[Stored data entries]
-- Opening Marker --
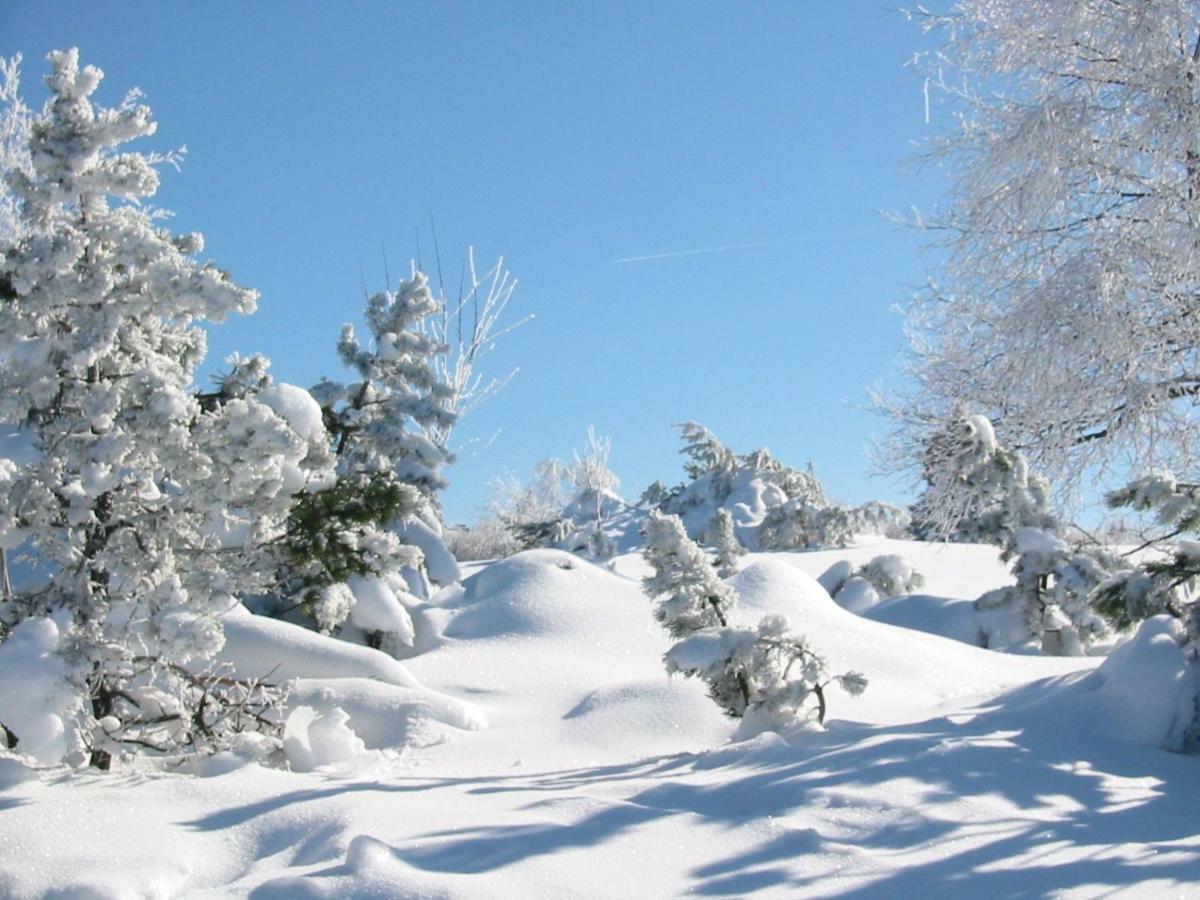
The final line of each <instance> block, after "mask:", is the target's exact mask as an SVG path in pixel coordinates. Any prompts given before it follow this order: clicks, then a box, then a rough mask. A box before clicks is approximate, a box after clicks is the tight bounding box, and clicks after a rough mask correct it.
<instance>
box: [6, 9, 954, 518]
mask: <svg viewBox="0 0 1200 900" xmlns="http://www.w3.org/2000/svg"><path fill="white" fill-rule="evenodd" d="M922 43H923V37H922V35H920V34H919V31H918V29H917V28H916V26H914V25H912V24H911V23H908V22H906V20H905V19H904V17H902V16H900V14H899V13H896V12H895V6H894V5H893V4H892V2H890V0H844V1H842V2H832V4H817V2H800V1H799V0H797V1H794V2H763V4H744V2H616V1H605V2H600V1H599V0H596V1H595V2H588V4H583V2H532V1H522V2H484V1H482V0H480V1H479V2H338V4H334V2H329V4H316V2H262V1H256V2H245V4H242V2H214V4H196V2H188V4H176V2H102V1H100V0H89V1H88V2H61V1H56V2H44V0H38V1H36V2H31V1H25V0H7V1H6V2H2V4H0V53H2V54H12V53H14V52H22V53H23V54H24V56H25V65H24V79H25V95H26V98H28V100H30V101H32V102H34V104H40V103H41V102H42V100H43V98H44V90H43V89H42V86H41V77H42V74H43V73H44V71H46V66H44V62H43V56H44V54H46V53H47V52H48V50H50V49H54V48H59V47H68V46H78V47H79V48H80V50H82V54H83V59H84V61H85V62H90V64H94V65H97V66H100V67H101V68H102V70H103V71H104V73H106V76H107V77H106V82H104V85H103V86H102V92H101V101H103V102H108V103H115V102H116V101H118V100H119V98H120V96H121V95H122V94H124V92H125V90H126V89H128V88H131V86H134V85H136V86H138V88H140V89H142V90H143V91H144V92H145V95H146V98H148V102H149V104H150V106H151V107H152V109H154V112H155V116H156V119H157V120H158V122H160V130H158V134H157V136H156V137H155V139H154V140H152V142H150V143H148V149H169V148H173V146H178V145H182V144H186V145H187V148H188V155H187V158H186V162H185V164H184V169H182V172H181V173H174V172H167V173H164V186H163V190H162V191H161V193H160V196H158V202H160V203H161V205H163V206H166V208H168V209H172V210H174V212H175V220H174V224H173V227H174V228H176V229H178V230H200V232H203V233H204V234H205V236H206V240H208V248H206V252H205V256H208V257H211V259H212V260H214V262H216V263H217V264H218V265H221V266H222V268H224V269H227V270H229V271H230V272H232V274H233V276H234V277H235V280H236V281H239V282H240V283H242V284H245V286H248V287H253V288H257V289H258V290H260V292H262V301H260V305H259V311H258V313H257V314H254V316H253V317H250V318H247V319H244V320H238V322H234V323H230V324H227V325H223V326H221V328H217V329H214V330H212V332H211V336H210V360H209V365H208V366H206V371H209V372H210V371H212V370H215V368H216V367H218V365H220V361H221V359H222V358H223V356H226V355H227V354H228V353H230V352H233V350H240V352H244V353H250V352H262V353H265V354H266V355H269V356H270V358H271V359H272V360H274V368H272V371H274V372H275V374H276V376H277V377H280V378H282V379H284V380H289V382H294V383H298V384H302V385H310V384H312V383H313V382H314V380H316V379H317V378H318V377H319V376H323V374H329V376H335V377H337V376H340V374H341V371H340V367H338V364H337V359H336V354H335V350H334V346H335V342H336V340H337V335H338V330H340V326H341V324H342V323H343V322H346V320H355V319H356V318H358V316H359V312H360V308H361V304H362V294H361V283H362V277H364V276H365V278H366V282H367V284H368V287H370V288H371V289H372V290H376V289H380V288H382V287H383V286H384V264H383V256H384V250H383V248H384V247H386V256H388V259H389V262H390V268H391V271H392V274H394V275H395V274H396V272H397V271H404V270H407V260H408V259H409V258H410V257H412V256H414V254H415V251H416V239H415V236H414V235H415V233H416V232H418V230H420V232H421V233H422V248H424V250H425V251H426V256H428V247H430V240H428V222H430V216H431V214H432V216H433V217H434V220H436V223H437V230H438V238H439V242H440V247H442V254H443V260H444V264H445V268H446V269H448V270H449V271H454V272H455V274H457V266H458V260H460V259H461V258H462V256H463V251H464V248H466V247H467V246H468V245H472V244H473V245H475V246H476V248H478V253H479V257H480V259H482V260H486V259H490V258H494V257H496V256H498V254H504V256H505V257H506V259H508V263H509V265H510V268H511V269H512V270H514V272H515V274H516V275H517V276H518V277H520V280H521V286H520V288H518V290H517V294H516V296H515V299H514V301H512V307H511V313H512V316H514V317H520V316H524V314H529V313H532V314H534V316H535V317H536V318H535V320H534V322H532V323H529V324H527V325H524V326H523V328H522V329H520V330H518V331H517V332H515V334H514V335H511V336H510V337H506V338H505V340H504V341H503V342H502V343H500V344H499V346H498V347H497V350H496V353H494V354H493V355H492V356H490V358H488V360H487V365H488V367H490V370H491V371H493V372H494V373H497V374H503V373H504V372H506V371H508V370H509V368H511V367H515V366H520V367H521V372H520V374H518V376H517V377H516V379H515V380H514V382H512V383H511V385H510V386H509V388H508V389H506V390H505V391H504V392H503V394H500V395H499V396H497V397H496V398H494V400H493V401H491V402H490V403H488V404H487V406H485V407H484V408H481V409H480V410H479V412H476V413H475V414H474V415H473V416H472V418H470V419H468V420H466V421H464V424H463V426H462V427H461V430H460V432H458V433H457V436H456V437H457V439H460V440H462V439H467V438H472V437H475V438H484V439H487V438H491V437H492V436H493V434H494V433H496V432H497V431H499V434H498V436H497V437H496V439H494V440H493V442H492V443H491V444H490V445H488V446H487V448H486V449H481V450H474V451H473V450H470V449H468V450H467V451H466V452H464V454H463V455H462V460H461V461H460V463H458V464H457V466H456V467H455V468H454V469H452V470H451V472H450V478H451V482H452V484H451V487H450V490H449V492H448V494H446V497H445V502H446V511H448V514H449V517H450V518H452V520H457V521H463V520H469V518H470V517H473V512H474V510H475V509H478V508H479V506H480V505H481V504H482V502H484V500H485V499H486V496H487V481H488V480H490V479H491V478H492V476H494V475H497V474H500V473H503V472H504V470H512V472H517V473H521V474H524V473H527V472H528V470H529V469H530V467H532V466H533V464H534V463H535V462H536V461H539V460H541V458H544V457H546V456H569V455H570V452H571V449H572V448H576V446H580V445H582V442H583V437H584V432H586V430H587V427H588V426H589V425H594V426H595V427H596V430H598V431H599V432H600V433H604V434H608V436H611V438H612V442H613V457H612V462H613V468H614V469H616V470H617V473H618V474H619V475H620V478H622V481H623V491H624V492H625V493H626V494H628V496H636V492H637V491H640V490H641V488H642V487H644V486H646V485H647V484H649V482H650V481H653V480H655V479H661V480H664V481H666V482H668V484H671V482H673V481H677V480H679V479H680V478H682V469H680V462H679V457H678V456H677V450H678V446H679V443H678V439H677V436H676V433H674V431H673V430H672V428H671V424H672V422H677V421H680V420H685V419H695V420H698V421H701V422H703V424H706V425H708V426H709V427H710V428H713V430H714V431H715V432H716V433H718V434H719V436H721V437H722V438H724V439H725V440H726V442H727V443H728V444H731V446H733V449H734V450H739V451H746V450H751V449H754V448H756V446H761V445H766V446H769V448H770V449H772V451H774V452H775V454H776V456H779V457H780V458H781V460H784V461H785V462H788V463H792V464H796V466H802V464H804V463H806V462H808V461H810V460H811V461H812V463H814V464H815V467H816V470H817V474H818V475H820V476H821V478H822V480H823V481H824V484H826V487H827V490H828V491H829V492H830V493H832V494H833V496H834V497H838V498H839V499H842V500H845V502H862V500H865V499H870V498H872V497H875V498H882V499H893V500H899V499H905V493H904V488H902V486H899V485H895V484H889V482H887V481H882V480H878V479H869V476H868V470H869V461H868V457H866V452H865V444H866V442H868V439H869V438H870V437H871V436H872V434H876V433H878V432H880V431H882V430H883V428H884V424H883V422H882V421H881V420H878V419H877V418H875V416H874V415H871V414H870V413H869V412H866V409H865V408H866V406H868V395H866V390H868V388H869V386H871V385H875V384H884V385H887V384H890V383H894V382H895V379H896V378H898V377H899V374H898V373H899V362H898V360H899V356H900V354H901V352H902V348H904V338H902V334H901V318H900V316H899V314H898V313H896V312H895V311H894V306H895V305H896V304H899V302H902V301H904V300H905V299H906V298H907V296H908V294H910V293H911V290H912V288H913V287H914V286H916V284H917V283H919V282H920V281H922V280H923V277H924V268H925V263H926V262H928V260H924V259H923V258H922V256H920V253H919V244H920V239H919V235H917V234H914V233H912V232H910V230H905V229H898V228H896V227H895V226H893V224H890V223H889V222H888V221H887V220H886V217H884V216H883V215H881V210H883V211H890V210H906V209H908V208H911V206H914V205H916V206H922V208H929V206H930V205H931V204H932V202H934V199H935V198H936V196H937V193H938V191H940V190H941V188H940V186H938V184H937V175H936V173H930V172H924V170H918V169H917V168H916V167H914V166H913V164H912V157H913V142H917V140H920V139H922V138H924V137H928V136H929V133H930V126H928V125H926V124H925V121H924V100H923V92H922V83H920V80H919V79H918V78H917V76H916V74H913V73H912V71H911V70H907V68H905V67H904V64H905V62H906V61H907V59H908V58H910V56H911V55H912V53H913V52H914V50H916V49H918V48H919V47H920V46H922ZM937 124H938V122H936V121H935V126H936V125H937ZM750 244H761V246H755V247H744V248H739V250H724V251H716V252H709V253H695V254H689V256H673V257H667V258H661V259H653V260H643V262H630V263H618V262H614V260H618V259H624V258H628V257H636V256H650V254H658V253H671V252H674V251H692V250H704V248H710V247H727V246H730V245H750Z"/></svg>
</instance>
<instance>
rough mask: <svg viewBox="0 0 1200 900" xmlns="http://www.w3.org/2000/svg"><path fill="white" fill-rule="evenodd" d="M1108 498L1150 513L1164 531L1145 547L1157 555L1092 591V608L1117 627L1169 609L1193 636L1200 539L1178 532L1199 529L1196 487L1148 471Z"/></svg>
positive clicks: (1130, 506)
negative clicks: (1156, 552) (1092, 597)
mask: <svg viewBox="0 0 1200 900" xmlns="http://www.w3.org/2000/svg"><path fill="white" fill-rule="evenodd" d="M1108 502H1109V505H1110V506H1114V508H1121V506H1127V508H1130V509H1134V510H1138V511H1141V512H1153V514H1154V516H1156V518H1157V520H1158V523H1159V526H1162V527H1163V528H1164V529H1165V530H1164V533H1163V534H1162V535H1157V536H1156V538H1153V539H1152V540H1151V541H1148V542H1147V545H1146V546H1156V547H1157V548H1158V550H1159V551H1162V552H1160V553H1159V554H1158V556H1157V557H1152V558H1150V559H1148V560H1147V562H1145V563H1142V564H1141V565H1140V566H1136V568H1134V569H1126V570H1123V571H1120V572H1117V574H1115V575H1114V576H1112V577H1111V578H1109V580H1108V581H1105V582H1104V583H1103V584H1100V586H1099V587H1098V588H1097V589H1096V594H1094V604H1096V608H1097V610H1098V611H1099V612H1100V613H1102V614H1104V617H1105V618H1106V619H1108V620H1109V622H1111V623H1112V625H1114V626H1115V628H1117V629H1121V630H1126V629H1128V628H1132V626H1133V625H1135V624H1138V623H1139V622H1141V620H1144V619H1146V618H1150V617H1151V616H1157V614H1159V613H1168V614H1170V616H1174V617H1176V618H1180V619H1183V620H1184V622H1187V623H1188V624H1189V628H1190V629H1192V640H1195V638H1196V632H1195V628H1196V625H1200V622H1196V620H1195V619H1196V614H1198V612H1196V611H1198V606H1196V596H1198V588H1200V542H1198V541H1195V540H1192V539H1181V538H1180V535H1183V534H1195V533H1198V532H1200V486H1198V485H1193V484H1183V482H1180V481H1178V480H1176V478H1175V475H1172V474H1170V473H1162V474H1157V475H1147V476H1145V478H1141V479H1138V480H1135V481H1132V482H1130V484H1128V485H1126V486H1124V487H1123V488H1121V490H1120V491H1114V492H1112V493H1110V494H1109V497H1108ZM1144 548H1145V547H1144Z"/></svg>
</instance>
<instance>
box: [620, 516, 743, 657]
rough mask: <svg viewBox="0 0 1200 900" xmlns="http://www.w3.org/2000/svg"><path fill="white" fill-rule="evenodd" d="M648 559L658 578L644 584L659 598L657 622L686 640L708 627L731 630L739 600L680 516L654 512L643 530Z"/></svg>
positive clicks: (646, 550)
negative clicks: (686, 637) (689, 635)
mask: <svg viewBox="0 0 1200 900" xmlns="http://www.w3.org/2000/svg"><path fill="white" fill-rule="evenodd" d="M642 535H643V536H644V538H646V550H644V551H643V556H644V557H646V562H647V563H649V564H650V565H652V566H654V574H653V575H649V576H647V577H646V578H643V580H642V587H643V589H644V590H646V593H647V594H649V595H650V596H653V598H658V599H659V600H658V605H656V606H655V608H654V616H655V618H656V619H658V620H659V622H660V623H662V626H664V628H665V629H666V630H667V632H668V634H670V635H671V636H672V637H685V636H686V635H690V634H692V632H694V631H698V630H701V629H706V628H714V626H721V628H724V626H726V625H728V620H727V614H728V611H730V610H731V608H732V607H733V604H734V602H736V600H737V598H736V595H734V593H733V588H731V587H730V586H728V584H726V583H725V582H724V581H721V580H720V577H718V575H716V570H715V569H714V568H713V564H712V562H710V560H709V558H708V554H707V553H704V551H703V550H702V548H701V547H700V545H698V544H696V542H695V541H694V540H691V539H690V538H689V536H688V533H686V532H685V530H684V527H683V522H682V521H680V518H679V517H678V516H674V515H668V514H662V512H658V511H652V512H650V516H649V518H647V520H646V524H644V527H643V529H642Z"/></svg>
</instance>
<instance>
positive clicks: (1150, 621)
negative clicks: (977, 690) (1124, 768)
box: [997, 616, 1196, 750]
mask: <svg viewBox="0 0 1200 900" xmlns="http://www.w3.org/2000/svg"><path fill="white" fill-rule="evenodd" d="M1182 635H1183V625H1182V624H1181V623H1180V620H1178V619H1175V618H1171V617H1170V616H1156V617H1153V618H1151V619H1147V620H1146V622H1144V623H1142V624H1141V628H1139V629H1138V631H1136V634H1135V635H1134V636H1133V637H1132V638H1130V640H1129V641H1127V642H1126V643H1123V644H1121V646H1120V647H1117V648H1116V649H1115V650H1112V654H1111V655H1110V656H1109V658H1108V659H1105V660H1104V661H1103V662H1102V664H1100V665H1099V666H1098V667H1097V668H1096V670H1094V671H1093V672H1091V673H1088V674H1087V676H1086V677H1084V678H1070V679H1064V680H1062V682H1058V683H1056V684H1054V683H1052V684H1049V685H1046V684H1044V683H1043V684H1033V685H1031V686H1030V688H1028V689H1026V690H1024V691H1020V692H1018V694H1016V695H1013V696H1012V698H1010V702H1008V703H1006V704H1004V707H1002V708H1001V710H998V713H997V718H1002V719H1014V720H1019V721H1020V722H1021V727H1024V728H1028V730H1031V731H1038V732H1044V733H1048V734H1050V736H1054V737H1056V736H1061V734H1067V733H1082V734H1097V736H1100V737H1104V738H1108V739H1110V740H1115V742H1120V743H1124V744H1139V745H1142V746H1150V748H1163V749H1168V750H1178V749H1181V748H1182V745H1183V742H1184V737H1186V731H1187V727H1188V725H1189V722H1190V721H1192V719H1193V715H1194V712H1195V710H1194V708H1193V703H1194V701H1193V698H1194V697H1195V690H1196V685H1195V680H1196V672H1195V670H1194V667H1192V666H1190V665H1189V662H1188V659H1187V656H1186V654H1184V652H1183V648H1182V646H1181V637H1182ZM1022 701H1028V702H1022Z"/></svg>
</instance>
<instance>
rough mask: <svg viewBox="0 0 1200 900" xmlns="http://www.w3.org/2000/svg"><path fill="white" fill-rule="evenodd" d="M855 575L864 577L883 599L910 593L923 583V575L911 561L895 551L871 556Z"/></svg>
mask: <svg viewBox="0 0 1200 900" xmlns="http://www.w3.org/2000/svg"><path fill="white" fill-rule="evenodd" d="M857 575H859V576H862V577H863V578H866V581H869V582H870V583H871V587H874V588H875V590H876V592H877V593H878V595H880V596H881V598H883V599H887V598H889V596H902V595H904V594H911V593H913V592H914V590H917V589H918V588H920V587H922V586H923V584H924V583H925V577H924V576H923V575H922V574H920V572H918V571H917V570H916V569H913V568H912V563H910V562H908V560H907V559H905V558H904V557H901V556H898V554H895V553H886V554H882V556H877V557H872V558H871V559H870V560H868V563H866V565H864V566H863V568H860V569H859V570H858V572H857Z"/></svg>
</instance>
-- Closing Marker --
- Required work -
Give every line of the listing, from its start through the line holding "box: [6, 9, 954, 518]", inclusive, as a JSON list of strings with one string per line and blank lines omitted. Leave the pictures out of your answer.

- Written answer -
[
  "The final line of each <instance> block, after \"mask:\", is the target's exact mask as an SVG path in pixel coordinates. Any prompts given before it follow this order: clicks, then a box, then a rough mask. A box before clicks is approximate, a box after clicks is the tight bounding box, and clicks after a rough mask correct it.",
  "<instance>",
  "box: [6, 9, 954, 518]"
]